▶ **TEXT BLOCK**:
-- start --
Now you can install new oil filter, don't forget to fill it up with oil, your oil lines are bone dry and having empty filter will make it a lot longer to prime. Fill up with oil, and remove your oil pressure switch and wire from the coil, disconnect at the oil not at the cap.

Put a paper towel under the pressure switch opening. Now crank the engine over a few times. Don't run for long a few turns at a time, stop and repeat untill you get oil coming out of the oil pressure opening. Now watch out, it won't seep out a little bit, but rather throw up all over your breast tin! Better yet, put an oil pan under the engine. Now that you've established that your new oil lines are primed, reinstall the pressure switch and reconnect the wires. Check that it works, by turning on ignition and making sure the oil pressure light in the speedo is on.

Don't reconnect ignition wire to the coil yet. Crank it over a few times and make sure your oil light goes out. Check for oil leaks around new fittings at the pump and the oil filter adapter. If you find any, tighten the fittings or cushloks.
-- end --
▶ **DATA EXTRACT**:
-- start --
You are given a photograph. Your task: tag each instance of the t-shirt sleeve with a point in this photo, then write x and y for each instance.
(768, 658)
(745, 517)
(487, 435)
-- end --
▶ **EXERCISES**:
[A] Could you reproduce the stretch of the oil-priming text from "Now you can" through "speedo is on."?
[B] How would the paragraph beginning "Put a paper towel under" in the oil-priming text read as a short list of steps that keeps its main facts?

▶ **IN RESPONSE**:
[A]
Now you can install new oil filter, don't forget to fill it up with oil, your oil lines are bone dry and having empty filter will make it a lot longer to prime. Fill up with oil, and remove your oil pressure switch and wire from the coil, disconnect at the oil not at the cap.

Put a paper towel under the pressure switch opening. Now crank the engine over a few times. Don't run for long a few turns at a time, stop and repeat untill you get oil coming out of the oil pressure opening. Now watch out, it won't seep out a little bit, but rather throw up all over your breast tin! Better yet, put an oil pan under the engine. Now that you've established that your new oil lines are primed, reinstall the pressure switch and reconnect the wires. Check that it works, by turning on ignition and making sure the oil pressure light in the speedo is on.

[B]
- Put a paper towel under the pressure switch opening, or better, an oil pan under the engine.
- Crank the engine a few turns at a time, stopping and repeating, until oil comes out of the oil pressure opening. It will spray over the breast tin rather than seep out.
- Once the new oil lines are primed, reinstall the pressure switch and reconnect the wires.
- Turn on the ignition and check that the oil pressure light in the speedo comes on.